# [Selected passage]
As an example, let's see how we make can make customizations to the Circos plot by using the low-level API.

For some of these things, we might be able to accomplish them using the higher level API, but we will intentionally show the low-level way of handling these customizations so that you can have a feel for how you can implement low-level customizations.

from random import choice

import networkx as nx
import numpy as np

G = nx.erdos_renyi_graph(n=71, p=0.1)
for n, d in G.nodes(data=True):
    G.nodes[n]["group"] = choice(["a", "b", "c"])
    G.nodes[n]["value"] = np.random.exponential()

np.random.seed(44)
for u, v, d in G.edges(data=True):
    G.edges[u, v]["edge_value"] = np.random.exponential()

Node and Edge Table

The node and edge tables are the low-level data structures that are used in creating network visualizations. These are pandas DataFrames.

from nxviz import utils

nt = utils.node_table(G)
nt.head()

The node table is indexed by node ID, and all of the metadata attributes are stored as columns.

et = utils.edge_table(G)
et.head()

For the edge table, the "source" and "target" columns are the node IDs in the node table. Every other column is a metadata field. The index carries no semantic meaning here.

Circos layout

Following the principles of rational graph visualization, we start by declaring the layout that we want. Since in our example we'll be using the Circos plot layout, let's start by obtaining the (x, y) coordinate positions of each node that we want to plot.

The nxviz.layouts module contains the circos plot layout function that we'll want. Underneath the hood, it uses pandas' group-by and sorting functionality to get nodes into the correct order that we want. If you wish to group and sort in a customized fashion, then you'll have to implement the functionality yourself.

from nxviz import layouts

pos = layouts.circos(nt, group_by="group")

Node styling

Next, we concern ourselves with the styling of the nodes. Here, the nxviz.encodings submodule becomes useful for us.

When drawing nodes, their color, transparency, and size can be most naturally mapped to data.

  • Transparency requires that a quantitative value be mappable to the interval (0, 1).
  • Size requires that a quantitative value be mappable to the positive floats (0, +inf).
  • Color is the trickiest of them all:
    • A categorical variable should be mapped to a categorical colormap.
    • A continuous variable should be mapped to a continuous colormap.

The choice of colormap is always going to be dependent on the user. If you're looking for a guide on how to choose colormaps, the Points of View guide to colors is a very good resource to start with.

How do we handle styling of nodes? The primary way of doing so is to have a Python function that maps from the node table's column of values (passed in as a pandas Series) to any color specification that matplotlib can handle:

  • Strings: "black", "yellow", "blue", etc.
  • RGB(A): (0.1, 0.8, 0.3, 0.5)
  • Hexadecimal: #FFFFFF, #000000, #A7C91F

Here's two examples, one using a highly custom mapping, and the other using matplotlib's color maps.

# [Requirement]
Write what comes next in the text on customizing Circos plots with nxviz, picking up after its last sentence. Please leave the data out of this; it has no part in what you do.

# [Information supplied]
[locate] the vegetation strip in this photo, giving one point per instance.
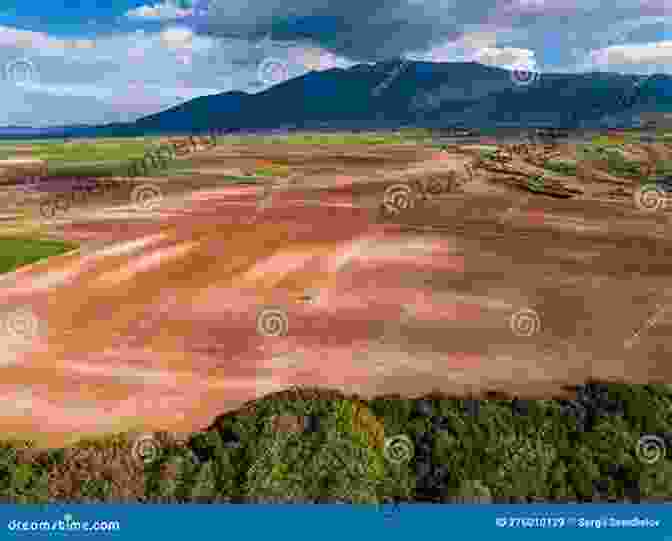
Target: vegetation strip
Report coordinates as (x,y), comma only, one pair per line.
(612,442)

# [Task result]
import matplotlib.pyplot as plt
import pandas as pd

from nxviz import encodings as aes


def group_colormap(data: pd.Series):
    cmap = {"a": "black", "b": "blue", "c": "red"}
    return data.apply(lambda x: cmap.get(x))


def value_colormap(data: pd.Series):
    """Value colormap."""
    norm = plt.cm.Normalize(vmin=data.min(), vmax=data.max())
    cmap = plt.cm.get_cmap("viridis")
    return data.apply(lambda x: cmap(norm(x)))


def node_size(data: pd.Series):
    return data.apply(np.sqrt)

We can now combine everything together, into something that basically reconstructs nodes.draw.

import inspect

from nxviz import nodes, plots

print(inspect.getsource(nodes.draw))

ax = plt.gca()

# Customize node styling
nt = utils.node_table(G)
pos = layouts.circos(nt, group_by="group", sort_by="value")
node_color = group_colormap(nt["group"])
alpha = nodes.transparency(nt, alpha_by=None)
size = nodes.node_size(nt, "value")
patches = nodes.node_glyphs(
    nt, pos, node_color=node_color, alpha=alpha, size=size
)
for patch in patches:
    ax.add_patch(patch)
plots.rescale(G)
plots.aspect_equal()

Voila! We now have a sonic hedgehog-style node layout! Pretty cool, isn't it?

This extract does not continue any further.